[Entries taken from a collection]
##############################

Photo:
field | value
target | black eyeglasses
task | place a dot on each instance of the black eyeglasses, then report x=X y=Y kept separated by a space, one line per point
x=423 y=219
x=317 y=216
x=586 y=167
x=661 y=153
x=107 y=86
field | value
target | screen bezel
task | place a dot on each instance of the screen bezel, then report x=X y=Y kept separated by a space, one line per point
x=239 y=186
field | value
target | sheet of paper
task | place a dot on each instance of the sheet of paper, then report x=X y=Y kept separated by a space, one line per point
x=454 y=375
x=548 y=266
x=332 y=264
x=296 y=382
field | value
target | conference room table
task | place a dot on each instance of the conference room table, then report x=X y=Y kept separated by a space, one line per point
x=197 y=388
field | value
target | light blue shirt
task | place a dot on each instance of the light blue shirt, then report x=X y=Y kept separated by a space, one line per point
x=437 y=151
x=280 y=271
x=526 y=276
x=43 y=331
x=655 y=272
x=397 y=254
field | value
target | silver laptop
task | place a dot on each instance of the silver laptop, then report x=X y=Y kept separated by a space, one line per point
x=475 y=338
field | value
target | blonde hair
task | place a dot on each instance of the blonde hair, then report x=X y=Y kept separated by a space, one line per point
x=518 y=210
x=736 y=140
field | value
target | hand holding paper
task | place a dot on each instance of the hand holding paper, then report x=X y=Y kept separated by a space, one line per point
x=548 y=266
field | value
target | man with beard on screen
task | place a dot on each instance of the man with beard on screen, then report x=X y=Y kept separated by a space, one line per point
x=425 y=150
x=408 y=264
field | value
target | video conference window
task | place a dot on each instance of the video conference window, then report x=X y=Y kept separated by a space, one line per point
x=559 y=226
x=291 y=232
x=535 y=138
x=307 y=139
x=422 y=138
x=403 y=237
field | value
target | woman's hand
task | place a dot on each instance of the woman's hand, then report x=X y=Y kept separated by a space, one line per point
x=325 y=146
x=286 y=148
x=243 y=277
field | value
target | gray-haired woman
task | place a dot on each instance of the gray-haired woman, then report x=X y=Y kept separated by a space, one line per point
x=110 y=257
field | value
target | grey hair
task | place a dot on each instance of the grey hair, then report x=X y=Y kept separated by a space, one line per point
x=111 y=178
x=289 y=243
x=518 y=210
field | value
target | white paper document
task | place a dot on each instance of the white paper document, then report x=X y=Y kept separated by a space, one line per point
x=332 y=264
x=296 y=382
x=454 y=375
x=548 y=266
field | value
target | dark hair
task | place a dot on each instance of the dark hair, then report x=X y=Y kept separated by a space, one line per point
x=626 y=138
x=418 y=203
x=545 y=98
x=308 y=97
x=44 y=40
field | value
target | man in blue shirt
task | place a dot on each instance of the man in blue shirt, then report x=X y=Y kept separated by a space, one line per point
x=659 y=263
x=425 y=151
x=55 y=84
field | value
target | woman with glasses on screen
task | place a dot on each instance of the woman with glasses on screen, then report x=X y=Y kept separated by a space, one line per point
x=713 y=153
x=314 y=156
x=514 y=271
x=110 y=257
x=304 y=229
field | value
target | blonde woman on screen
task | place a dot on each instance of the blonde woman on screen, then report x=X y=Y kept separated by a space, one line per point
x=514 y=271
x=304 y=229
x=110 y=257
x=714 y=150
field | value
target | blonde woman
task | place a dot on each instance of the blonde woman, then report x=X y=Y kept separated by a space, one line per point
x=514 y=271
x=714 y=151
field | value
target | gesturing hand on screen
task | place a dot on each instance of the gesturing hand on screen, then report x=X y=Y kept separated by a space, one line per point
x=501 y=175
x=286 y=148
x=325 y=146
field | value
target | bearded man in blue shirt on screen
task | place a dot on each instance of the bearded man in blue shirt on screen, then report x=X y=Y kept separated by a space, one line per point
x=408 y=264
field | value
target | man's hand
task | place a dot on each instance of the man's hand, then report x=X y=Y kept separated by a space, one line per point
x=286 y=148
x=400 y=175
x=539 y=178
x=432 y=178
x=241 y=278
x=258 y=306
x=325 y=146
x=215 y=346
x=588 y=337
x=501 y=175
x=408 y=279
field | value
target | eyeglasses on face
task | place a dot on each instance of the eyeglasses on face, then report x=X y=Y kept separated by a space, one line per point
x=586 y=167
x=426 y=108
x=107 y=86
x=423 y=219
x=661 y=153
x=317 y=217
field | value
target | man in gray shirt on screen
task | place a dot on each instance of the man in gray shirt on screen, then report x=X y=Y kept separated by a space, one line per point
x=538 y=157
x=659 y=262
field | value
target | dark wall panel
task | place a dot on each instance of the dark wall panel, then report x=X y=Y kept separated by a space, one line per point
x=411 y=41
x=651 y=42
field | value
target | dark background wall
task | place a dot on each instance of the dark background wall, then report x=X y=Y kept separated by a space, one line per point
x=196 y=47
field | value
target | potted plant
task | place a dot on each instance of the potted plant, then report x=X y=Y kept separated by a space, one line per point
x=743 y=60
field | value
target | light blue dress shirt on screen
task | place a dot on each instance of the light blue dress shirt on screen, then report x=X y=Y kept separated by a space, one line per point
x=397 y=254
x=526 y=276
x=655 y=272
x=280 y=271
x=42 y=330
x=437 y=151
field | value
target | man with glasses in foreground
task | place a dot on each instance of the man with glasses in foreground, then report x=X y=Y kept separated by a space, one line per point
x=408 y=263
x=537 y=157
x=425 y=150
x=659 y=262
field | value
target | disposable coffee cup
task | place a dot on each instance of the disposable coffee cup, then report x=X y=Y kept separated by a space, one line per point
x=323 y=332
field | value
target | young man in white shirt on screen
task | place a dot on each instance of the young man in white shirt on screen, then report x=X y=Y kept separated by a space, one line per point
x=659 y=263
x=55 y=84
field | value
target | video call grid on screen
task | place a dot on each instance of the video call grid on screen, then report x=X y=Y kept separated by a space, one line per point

##############################

What is needed: Rewrite the listing above with every "place a dot" replaced by "put a marker", leaving all other text unchanged.

Completed exercise:
Photo:
field | value
target | black eyeglasses
task | put a marker on each instance of the black eyeglasses, then report x=X y=Y kept separated by a space, one line per point
x=423 y=219
x=317 y=216
x=586 y=167
x=661 y=153
x=107 y=86
field | value
target | screen bezel
task | put a marker on each instance of the screen bezel, then report x=X y=Y kept separated by a space, one line per point
x=239 y=186
field | value
target | sheet of paper
task | put a marker on each instance of the sheet of paper, then report x=X y=Y kept separated by a space, one line per point
x=454 y=375
x=548 y=266
x=332 y=264
x=296 y=382
field | value
target | conference room table
task | put a marker on each instance of the conference room table, then report x=X y=Y kept separated by a space, one line per point
x=197 y=388
field | value
target | light blue shirt
task | put a marker on each instance of the light blue shirt, then report x=X y=Y kept separated by a space, one line per point
x=437 y=151
x=280 y=271
x=526 y=276
x=43 y=331
x=655 y=272
x=397 y=254
field | value
target | silver laptop
task | put a marker on each instance of the silver laptop, then report x=X y=Y kept separated by a space, one line per point
x=475 y=338
field | value
target | blonde hair
task | put a marker on each instance of the blonde hair, then report x=X y=Y kept separated by a space, one line per point
x=518 y=210
x=736 y=140
field | value
target | hand holding paper
task | put a marker on each instance of the hand holding paper, then report x=X y=Y kept separated by a space, one line per point
x=548 y=266
field | value
target | man with beard on screen
task | put a marker on each instance of the man with beard on screen, then report x=X y=Y kept separated by a space, one line per point
x=425 y=150
x=408 y=264
field | value
target | video conference window
task | put a marker on each instance of the video conference window, then report x=X y=Y kept separated by a space, one line per point
x=559 y=226
x=291 y=232
x=535 y=138
x=307 y=139
x=422 y=138
x=403 y=237
field | value
target | woman's hand
task | put a marker on each instance of the woman's hand, then report x=X y=Y kept separated by a space, one line per point
x=325 y=146
x=286 y=148
x=243 y=277
field | value
target | gray-haired woman
task | put a marker on each instance of the gray-haired woman, then report x=X y=Y kept separated by a space, one line per point
x=110 y=257
field | value
target | grey hair
task | put a marker on each instance of the grey hair, then report x=X y=Y kept separated by a space, one line per point
x=111 y=178
x=289 y=243
x=518 y=210
field | value
target | white paper document
task | put a marker on each instance of the white paper document, then report x=X y=Y kept separated by a space, one line per point
x=332 y=264
x=296 y=382
x=454 y=375
x=548 y=266
field | value
target | dark hair
task | put a marker on each instance of the dark hair, then report x=X y=Y kept separated by a space, one line per point
x=626 y=138
x=418 y=203
x=545 y=98
x=308 y=97
x=44 y=40
field | value
target | man in blue shirt
task | put a marker on each instance of the man in blue shirt, then report x=X y=Y kept separated by a space, one line per point
x=659 y=263
x=425 y=151
x=55 y=84
field | value
target | woman with glasses on screen
task | put a marker on each instance of the woman with glasses on screen, then report x=X y=Y kept separated by a space, one line per point
x=713 y=153
x=314 y=156
x=514 y=271
x=110 y=257
x=304 y=229
field | value
target | blonde woman on screen
task | put a marker on each instance of the blonde woman on screen, then report x=X y=Y kept separated by a space, one line per point
x=514 y=271
x=304 y=229
x=110 y=257
x=714 y=150
field | value
target | blonde woman
task | put a marker on each instance of the blonde woman, then report x=X y=Y kept separated by a space, one line per point
x=514 y=271
x=714 y=151
field | value
target | gesturing hand on screen
task | put a marker on each instance of the gesturing hand on screen, then report x=X y=Y kept separated by a space, one line per point
x=501 y=175
x=286 y=148
x=325 y=146
field | value
target | bearded man in blue shirt on screen
task | put a marker on each instance of the bearded man in blue shirt on screen, then report x=X y=Y kept separated by a space, one line per point
x=408 y=264
field | value
target | man's hand
task | put a marker on each instance of the man's hand, then report x=X y=Y kept separated by a space, one line per point
x=286 y=148
x=400 y=175
x=539 y=178
x=432 y=178
x=241 y=278
x=258 y=306
x=325 y=146
x=215 y=346
x=588 y=337
x=501 y=175
x=408 y=279
field | value
target | eyeglasses on face
task | put a marker on each instance of the eyeglasses on face, then report x=X y=Y kept separated by a space, one line per point
x=586 y=167
x=426 y=108
x=107 y=86
x=423 y=219
x=661 y=153
x=317 y=217
field | value
target | man in gray shirt on screen
task | put a marker on each instance of the man in gray shirt on screen, then report x=X y=Y kept separated by a space, one line per point
x=538 y=157
x=659 y=262
field | value
target | dark wall panel
task | put a marker on each instance of the dark wall panel, then report x=X y=Y kept separated by a space, one line per point
x=411 y=41
x=651 y=42
field | value
target | dark background wall
task | put a marker on each instance of the dark background wall, then report x=X y=Y kept separated by a space, one line per point
x=196 y=47
field | value
target | potted plant
task | put a marker on each instance of the potted plant, then report x=X y=Y kept separated by a space, one line per point
x=743 y=60
field | value
target | light blue dress shirt on screen
task | put a marker on each instance of the light blue dress shirt on screen, then report x=X y=Y kept separated by a space, one line per point
x=397 y=254
x=526 y=276
x=655 y=272
x=280 y=271
x=42 y=330
x=437 y=151
field | value
target | man with glasses in foreground
task | put a marker on each instance of the man with glasses in foreground, then report x=X y=Y kept separated by a space, one line per point
x=408 y=263
x=537 y=157
x=425 y=150
x=659 y=262
field | value
target | disposable coffee cup
task | put a marker on each instance of the disposable coffee cup, then report x=X y=Y kept separated by a space, one line per point
x=323 y=332
field | value
target | young man in white shirt on screen
task | put a marker on each instance of the young man in white shirt on screen, then report x=X y=Y kept separated by a space, one line per point
x=659 y=263
x=55 y=84
field | value
target | video call grid on screen
task | put a marker on each instance of the video call grid on screen, then report x=X y=Y kept separated by a space, one line per point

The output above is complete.